By Dennis L. Cuddy, Ph.D.
June 24, 2013
NewsWithViews.com

(Note: Government officials are still saying we need to get to the bottom of what happened in Benghazi. As I have written before, this is like a green light for terrorists to hit us again because we still do not know what went wrong! Can you imagine what would have happened in World War II if we had this same type of incompetence? If the Nazis launched a surprise attack and it took us months to try to find out what went wrong, we might all be speaking German today!

Government officials are also concenred about the recent revelations regarding the National Security Agency program called PRISM and monitoring from whom we have received phone calls, emails, etc. However, intelligence agencies for years have been able to access this type of information via computer software called PROMIS. In an interview with Glenn Krawcyzk in NEXUS magazine (vol. 2, no.12, February-March 1993), Ari Ben-Menashe (personal security adviser to Israeli Prime Minister Yitzhak Shamir for 12 years) said that with PROMIS, one "can essentially get everything about anybody you want to know...including a written record of all the telephone numbers he or she dials." And concerning the modified, enhanced PROMIS, Ben-Menashe said, "This program makes George Orwell's 1984 (book) look like George Orwell was modest....Once you have this technology and you know everything everybody else is doing, or whomever you want to follow,...you can basically control other people that way....They have access to everything.")

Not long ago, I was talking with Bob Goldsborough with whom I co-authored 2 booklets in the past. I mentioned the House of Orange to him, and he said a friend of his years before had told him that he would never completely understand the movement toward a New World Order unless he included the House of Orange.

When William I of Orange became ruler of The Netherlands in 1544, family members began calling themselves "Orange-Nassau," and became known as the House of Orange. Not long thereafter, the Bank of Amsterdam was begun in 1609, and the influence of the bank and Holland extended far beyond the country's borders. The bank funded the revolution of Oliver Cromwell against the Stuarts in England, and Cromwell ruled Britain from 1649 to 1658 when Charles II (a Stuart) became king. During Cromwell's rule, Dutch settlers moved to the Cape of Good Hope in South Africa beginning in 1652 and called themselves Afrikaners.

#### Entries provided:

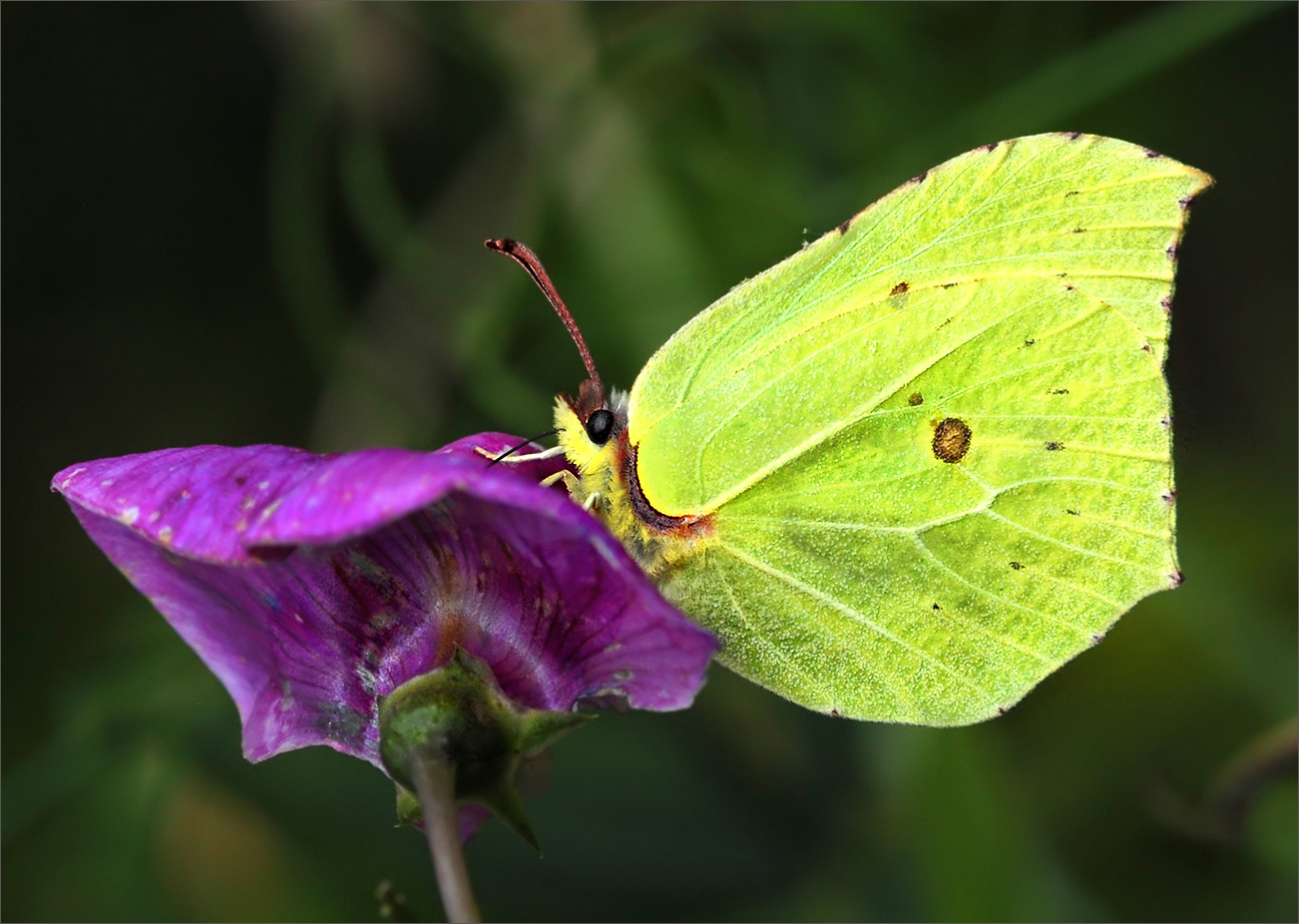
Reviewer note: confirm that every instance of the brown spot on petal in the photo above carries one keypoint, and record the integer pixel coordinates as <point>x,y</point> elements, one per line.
<point>951,439</point>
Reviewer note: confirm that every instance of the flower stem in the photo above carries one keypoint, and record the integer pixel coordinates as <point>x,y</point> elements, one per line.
<point>434,780</point>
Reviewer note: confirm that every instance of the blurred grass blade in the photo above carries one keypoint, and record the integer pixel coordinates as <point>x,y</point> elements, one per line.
<point>299,241</point>
<point>1048,99</point>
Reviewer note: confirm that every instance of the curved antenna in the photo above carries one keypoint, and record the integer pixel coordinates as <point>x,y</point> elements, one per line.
<point>524,256</point>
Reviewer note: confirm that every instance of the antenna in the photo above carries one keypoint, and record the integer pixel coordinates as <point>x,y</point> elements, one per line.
<point>524,256</point>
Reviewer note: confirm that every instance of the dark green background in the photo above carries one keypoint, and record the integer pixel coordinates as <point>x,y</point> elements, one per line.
<point>262,224</point>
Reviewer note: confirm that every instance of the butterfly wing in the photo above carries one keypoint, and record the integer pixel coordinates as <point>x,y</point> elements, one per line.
<point>936,443</point>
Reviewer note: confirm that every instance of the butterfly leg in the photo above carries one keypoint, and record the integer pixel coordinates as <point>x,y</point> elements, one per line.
<point>572,482</point>
<point>529,456</point>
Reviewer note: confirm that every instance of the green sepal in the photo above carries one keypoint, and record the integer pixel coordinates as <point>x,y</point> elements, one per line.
<point>459,716</point>
<point>408,807</point>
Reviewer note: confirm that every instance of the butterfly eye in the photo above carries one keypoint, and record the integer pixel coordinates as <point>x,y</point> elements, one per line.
<point>599,426</point>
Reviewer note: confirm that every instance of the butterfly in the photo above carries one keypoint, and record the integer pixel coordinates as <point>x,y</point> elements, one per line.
<point>912,469</point>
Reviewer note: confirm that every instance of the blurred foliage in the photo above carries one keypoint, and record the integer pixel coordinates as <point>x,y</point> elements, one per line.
<point>262,224</point>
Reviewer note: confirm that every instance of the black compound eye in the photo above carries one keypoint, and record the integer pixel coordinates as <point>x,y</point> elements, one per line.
<point>599,426</point>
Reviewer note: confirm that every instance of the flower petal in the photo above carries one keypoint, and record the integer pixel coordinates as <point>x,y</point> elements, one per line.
<point>313,585</point>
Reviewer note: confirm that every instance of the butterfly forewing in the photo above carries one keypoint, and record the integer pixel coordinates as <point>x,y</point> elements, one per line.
<point>936,445</point>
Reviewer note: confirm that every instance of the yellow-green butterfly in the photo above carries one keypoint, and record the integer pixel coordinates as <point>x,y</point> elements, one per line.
<point>908,472</point>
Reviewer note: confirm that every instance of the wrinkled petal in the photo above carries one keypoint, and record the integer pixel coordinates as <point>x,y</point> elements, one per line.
<point>313,585</point>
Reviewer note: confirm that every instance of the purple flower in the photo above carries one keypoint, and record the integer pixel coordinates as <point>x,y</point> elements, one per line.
<point>314,585</point>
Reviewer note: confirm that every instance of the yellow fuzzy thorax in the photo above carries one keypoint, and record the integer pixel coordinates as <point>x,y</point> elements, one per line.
<point>601,486</point>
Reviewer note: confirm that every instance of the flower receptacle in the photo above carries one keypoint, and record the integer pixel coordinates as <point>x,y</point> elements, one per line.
<point>457,718</point>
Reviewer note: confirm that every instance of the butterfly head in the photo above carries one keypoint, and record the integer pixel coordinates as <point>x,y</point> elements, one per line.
<point>592,428</point>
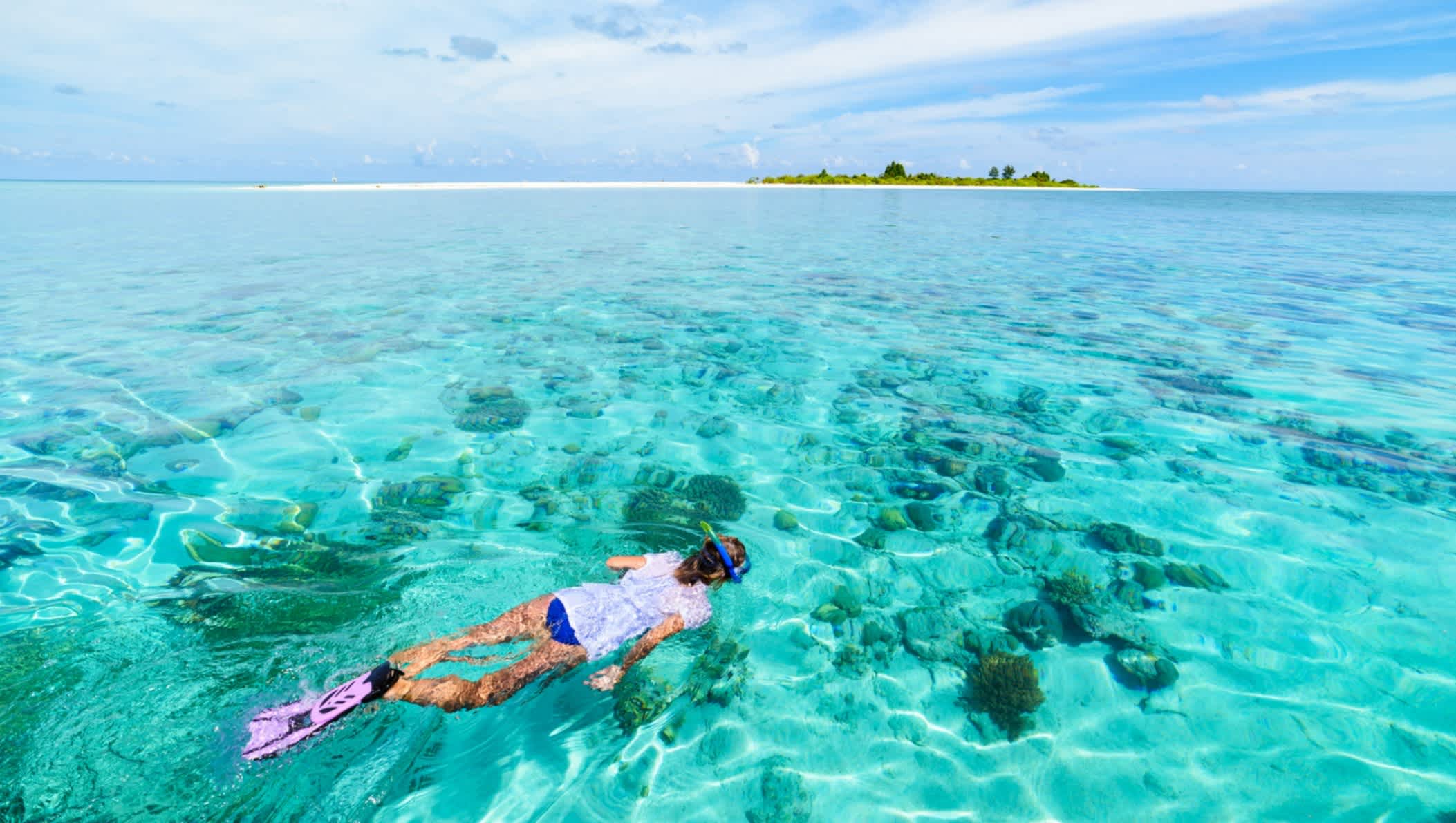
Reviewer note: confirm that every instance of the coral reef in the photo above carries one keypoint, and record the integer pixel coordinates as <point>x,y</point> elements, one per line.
<point>488,409</point>
<point>1123,538</point>
<point>720,674</point>
<point>1005,687</point>
<point>1194,576</point>
<point>1034,623</point>
<point>716,495</point>
<point>785,521</point>
<point>782,796</point>
<point>640,699</point>
<point>424,498</point>
<point>1069,588</point>
<point>1136,668</point>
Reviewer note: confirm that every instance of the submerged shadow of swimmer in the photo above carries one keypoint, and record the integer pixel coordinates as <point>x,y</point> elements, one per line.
<point>657,596</point>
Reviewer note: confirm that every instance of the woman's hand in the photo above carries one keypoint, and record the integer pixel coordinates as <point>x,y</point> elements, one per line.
<point>606,679</point>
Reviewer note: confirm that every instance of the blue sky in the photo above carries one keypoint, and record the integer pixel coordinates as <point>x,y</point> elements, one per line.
<point>1174,93</point>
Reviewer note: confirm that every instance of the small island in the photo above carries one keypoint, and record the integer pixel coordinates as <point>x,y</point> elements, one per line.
<point>895,175</point>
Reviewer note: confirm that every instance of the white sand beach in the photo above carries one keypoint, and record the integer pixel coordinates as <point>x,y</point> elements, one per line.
<point>629,185</point>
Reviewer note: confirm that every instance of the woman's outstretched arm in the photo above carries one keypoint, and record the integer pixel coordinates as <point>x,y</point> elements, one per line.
<point>608,678</point>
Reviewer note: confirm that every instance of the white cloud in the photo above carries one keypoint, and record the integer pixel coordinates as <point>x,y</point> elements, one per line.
<point>1320,98</point>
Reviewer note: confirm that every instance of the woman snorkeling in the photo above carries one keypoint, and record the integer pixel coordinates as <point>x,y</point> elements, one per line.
<point>657,596</point>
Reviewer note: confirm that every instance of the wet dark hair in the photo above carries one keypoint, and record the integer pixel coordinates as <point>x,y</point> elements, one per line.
<point>707,567</point>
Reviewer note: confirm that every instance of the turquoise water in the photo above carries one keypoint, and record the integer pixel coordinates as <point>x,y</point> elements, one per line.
<point>254,441</point>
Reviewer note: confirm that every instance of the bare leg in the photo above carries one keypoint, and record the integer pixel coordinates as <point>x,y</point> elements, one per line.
<point>525,621</point>
<point>454,694</point>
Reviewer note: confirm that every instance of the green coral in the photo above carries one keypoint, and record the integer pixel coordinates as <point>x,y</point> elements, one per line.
<point>716,495</point>
<point>720,674</point>
<point>424,496</point>
<point>784,797</point>
<point>1123,538</point>
<point>492,409</point>
<point>1070,588</point>
<point>1005,688</point>
<point>640,699</point>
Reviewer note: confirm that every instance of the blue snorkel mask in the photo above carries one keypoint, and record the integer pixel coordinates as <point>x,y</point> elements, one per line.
<point>722,551</point>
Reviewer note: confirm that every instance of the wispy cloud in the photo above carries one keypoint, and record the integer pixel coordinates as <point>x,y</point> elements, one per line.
<point>1315,100</point>
<point>615,22</point>
<point>932,83</point>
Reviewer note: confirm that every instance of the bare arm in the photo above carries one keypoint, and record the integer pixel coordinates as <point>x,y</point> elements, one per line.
<point>608,678</point>
<point>625,562</point>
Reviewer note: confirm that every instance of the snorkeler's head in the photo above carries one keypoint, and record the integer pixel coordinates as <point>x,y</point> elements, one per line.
<point>707,566</point>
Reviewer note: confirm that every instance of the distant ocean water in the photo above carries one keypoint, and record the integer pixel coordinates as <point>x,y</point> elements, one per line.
<point>252,441</point>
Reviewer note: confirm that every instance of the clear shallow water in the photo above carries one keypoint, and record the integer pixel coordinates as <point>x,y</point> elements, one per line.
<point>207,393</point>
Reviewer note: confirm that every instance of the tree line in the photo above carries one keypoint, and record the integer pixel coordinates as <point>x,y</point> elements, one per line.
<point>896,173</point>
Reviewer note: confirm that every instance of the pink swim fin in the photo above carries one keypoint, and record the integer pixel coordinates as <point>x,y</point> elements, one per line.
<point>272,730</point>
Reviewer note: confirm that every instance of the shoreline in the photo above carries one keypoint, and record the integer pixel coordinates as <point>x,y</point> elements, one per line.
<point>634,185</point>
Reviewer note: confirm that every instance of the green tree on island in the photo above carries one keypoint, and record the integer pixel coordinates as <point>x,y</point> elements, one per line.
<point>896,175</point>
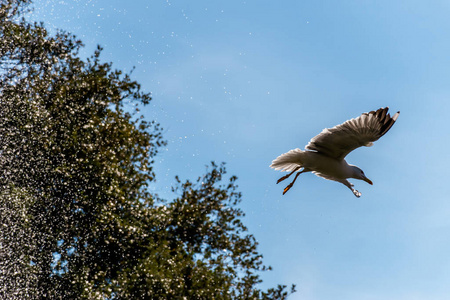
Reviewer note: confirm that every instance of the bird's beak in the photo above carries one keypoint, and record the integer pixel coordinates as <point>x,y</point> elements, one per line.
<point>368,180</point>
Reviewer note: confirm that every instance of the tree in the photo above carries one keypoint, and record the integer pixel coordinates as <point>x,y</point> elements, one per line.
<point>75,165</point>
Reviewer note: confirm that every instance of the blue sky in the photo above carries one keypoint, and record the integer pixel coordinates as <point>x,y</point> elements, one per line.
<point>245,81</point>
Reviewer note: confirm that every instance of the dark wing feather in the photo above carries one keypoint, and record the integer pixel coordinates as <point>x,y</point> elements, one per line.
<point>340,140</point>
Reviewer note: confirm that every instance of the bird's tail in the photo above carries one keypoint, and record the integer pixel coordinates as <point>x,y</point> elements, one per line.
<point>288,161</point>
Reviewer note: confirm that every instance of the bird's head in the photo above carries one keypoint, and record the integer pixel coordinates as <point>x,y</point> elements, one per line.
<point>359,174</point>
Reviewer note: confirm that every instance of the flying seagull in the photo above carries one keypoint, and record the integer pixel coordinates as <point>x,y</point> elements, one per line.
<point>325,153</point>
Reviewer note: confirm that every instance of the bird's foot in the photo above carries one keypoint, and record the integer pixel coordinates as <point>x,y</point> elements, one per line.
<point>356,193</point>
<point>288,188</point>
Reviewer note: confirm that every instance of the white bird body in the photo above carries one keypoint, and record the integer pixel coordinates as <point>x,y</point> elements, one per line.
<point>325,153</point>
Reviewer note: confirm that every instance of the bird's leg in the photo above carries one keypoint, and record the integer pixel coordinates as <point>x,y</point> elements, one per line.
<point>350,186</point>
<point>287,176</point>
<point>292,183</point>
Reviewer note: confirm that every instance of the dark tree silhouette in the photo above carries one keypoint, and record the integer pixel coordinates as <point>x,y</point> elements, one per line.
<point>75,166</point>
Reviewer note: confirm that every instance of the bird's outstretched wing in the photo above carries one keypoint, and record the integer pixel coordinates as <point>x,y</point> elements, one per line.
<point>340,140</point>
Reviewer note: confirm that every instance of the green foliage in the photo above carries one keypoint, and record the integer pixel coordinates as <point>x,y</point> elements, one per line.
<point>75,165</point>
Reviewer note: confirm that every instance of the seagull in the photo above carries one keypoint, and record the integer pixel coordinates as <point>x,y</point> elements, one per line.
<point>325,153</point>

#### Written request 1:
Based on the NewsWithViews column, decide whether each statement agrees with it, answering yes or no and quoting the words that decide it: (a) The Bank of Amsterdam was begun in 1609. (b) Ari Ben-Menashe served as personal security adviser to Yitzhak Shamir for 20 years. (c) The Dutch settlers who moved to the Cape of Good Hope called themselves Afrikaners.
#### Written request 2:
Print the part of the NewsWithViews column starting at "By Dennis L." and ending at "speaking German today!".

#### Final answer 1:
(a) Yes: "the Bank of Amsterdam was begun in 1609"
(b) No: "personal security adviser to Israeli Prime Minister Yitzhak Shamir for 12 years"
(c) Yes: "Dutch settlers moved to the Cape of Good Hope in South Africa beginning in 1652 and called themselves Afrikaners"

#### Final answer 2:
By Dennis L. Cuddy, Ph.D.
June 24, 2013
NewsWithViews.com

(Note: Government officials are still saying we need to get to the bottom of what happened in Benghazi. As I have written before, this is like a green light for terrorists to hit us again because we still do not know what went wrong! Can you imagine what would have happened in World War II if we had this same type of incompetence? If the Nazis launched a surprise attack and it took us months to try to find out what went wrong, we might all be speaking German today!